Записи данных
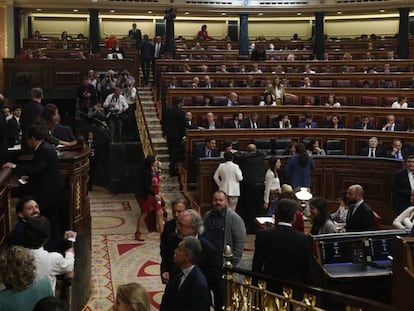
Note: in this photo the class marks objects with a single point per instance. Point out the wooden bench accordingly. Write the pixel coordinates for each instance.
(321, 115)
(331, 175)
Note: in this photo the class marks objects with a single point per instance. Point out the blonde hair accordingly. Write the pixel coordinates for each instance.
(134, 295)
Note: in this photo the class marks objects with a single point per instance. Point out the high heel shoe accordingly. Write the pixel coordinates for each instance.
(138, 236)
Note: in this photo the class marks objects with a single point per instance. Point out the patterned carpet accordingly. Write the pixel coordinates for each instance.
(117, 258)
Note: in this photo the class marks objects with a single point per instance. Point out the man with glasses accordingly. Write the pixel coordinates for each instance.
(402, 186)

УСЛОВИЕ ЗАДАНИЯ: Продублируйте все записи выше точь-в-точь, не включая в ответ изображения.

РЕШЕНИЕ НИЖЕ:
Note: in this photo the class marks objects with a single point per instance. Point out the wooden bench accordingly. Write the pixel coordinates for each instance.
(321, 115)
(331, 175)
Note: in this photo the class marks objects with a single point per instance. Point out the blonde hair accordingly. Write the pixel coordinates for each instance.
(134, 295)
Note: in this photo the class marks objects with a single point per instance. Point out the high heel shoe accordingly. Write the pixel coordinates for each instance.
(138, 236)
Note: in this photo the class marks objects with a single point per instance. Point out the patterned carpet accordingly. Write the pixel coordinates for each instance.
(117, 258)
Note: in this photo the class marks objects with a single point per instance. Point out the man with glasses accordingly. Write the pixel coordinates for each instance.
(402, 186)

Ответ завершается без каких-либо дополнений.